- The problem -
Rewrite every line of the items below as a JSON list of strings, one string per line, skipping blank lines and leaving out the pictures.

[start of Records to use]

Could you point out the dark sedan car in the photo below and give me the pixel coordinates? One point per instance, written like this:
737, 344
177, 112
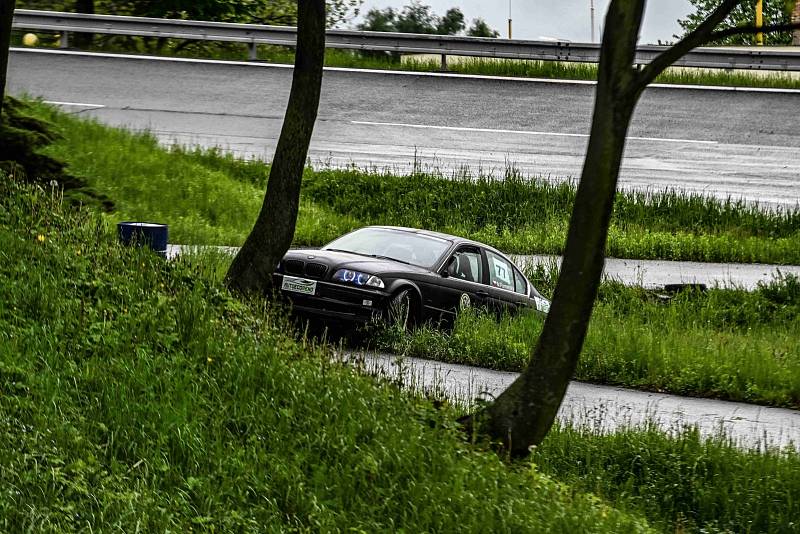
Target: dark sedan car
405, 274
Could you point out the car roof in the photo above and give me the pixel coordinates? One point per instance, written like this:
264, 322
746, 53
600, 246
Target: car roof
454, 238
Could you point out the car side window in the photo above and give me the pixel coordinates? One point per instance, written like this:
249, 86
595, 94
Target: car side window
466, 264
501, 274
519, 283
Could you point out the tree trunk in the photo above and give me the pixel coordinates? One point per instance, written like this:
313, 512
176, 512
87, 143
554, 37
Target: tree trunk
523, 414
84, 40
272, 234
6, 19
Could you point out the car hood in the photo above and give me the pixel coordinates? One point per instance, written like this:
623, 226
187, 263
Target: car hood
335, 260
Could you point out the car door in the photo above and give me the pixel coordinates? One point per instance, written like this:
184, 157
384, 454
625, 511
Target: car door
507, 287
461, 283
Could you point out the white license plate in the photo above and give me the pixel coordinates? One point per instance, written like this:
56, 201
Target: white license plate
299, 285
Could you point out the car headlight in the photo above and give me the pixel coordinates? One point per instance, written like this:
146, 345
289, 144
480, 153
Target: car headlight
542, 304
357, 278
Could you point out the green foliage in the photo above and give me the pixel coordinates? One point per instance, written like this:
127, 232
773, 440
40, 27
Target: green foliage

[end of Records to use]

- Solution to this exercise -
[
  "Could you point out the dark sedan car in the photo below and give me the pixel coordinates? One point per instance, written like this:",
  "737, 344",
  "177, 112",
  "Target: dark sedan car",
  "405, 274",
  "Could you point out the car roof in the photo above and give me the pixel coordinates? One point per instance, written like this:",
  "264, 322",
  "746, 53",
  "600, 246",
  "Target: car roof",
  "454, 238",
  "Could you point out the car side window in the photo above and give me the pixel coordinates? One point per instance, written like this:",
  "249, 86",
  "595, 94",
  "Target: car side window",
  "466, 264",
  "501, 274",
  "519, 283",
  "Could you point out the tree trunk in the photo above and give me the pixel coordinates? One point per instance, written like this:",
  "313, 512",
  "176, 512",
  "87, 143",
  "554, 37",
  "Target: tree trunk",
  "523, 414",
  "84, 40",
  "272, 234",
  "6, 19",
  "Could you point out the car hood in the photo above and give me the pixel coordinates? One point per instance, written like this:",
  "623, 226",
  "187, 263",
  "Target: car hood",
  "335, 260",
  "Could you point out the car door in the photo above and give me the pixel coordinates? One point per instance, written like this:",
  "184, 157",
  "384, 454",
  "625, 511",
  "Target: car door",
  "507, 287",
  "461, 283",
  "Could you point out the white license plate in the photo above and give me the pixel coordinates? One point per instance, written like this:",
  "56, 201",
  "Target: white license plate",
  "299, 285",
  "Could you point out the car headlight in the photo above and give me the pixel coordinates? One point per instance, written like this:",
  "146, 345",
  "289, 144",
  "480, 153",
  "Target: car headlight",
  "542, 304",
  "357, 278",
  "Could you point out the green foliage in the photo above and give me the pixel coordinates? One point per instance, written like this:",
  "127, 232",
  "773, 440",
  "40, 27",
  "Target: green foliage"
]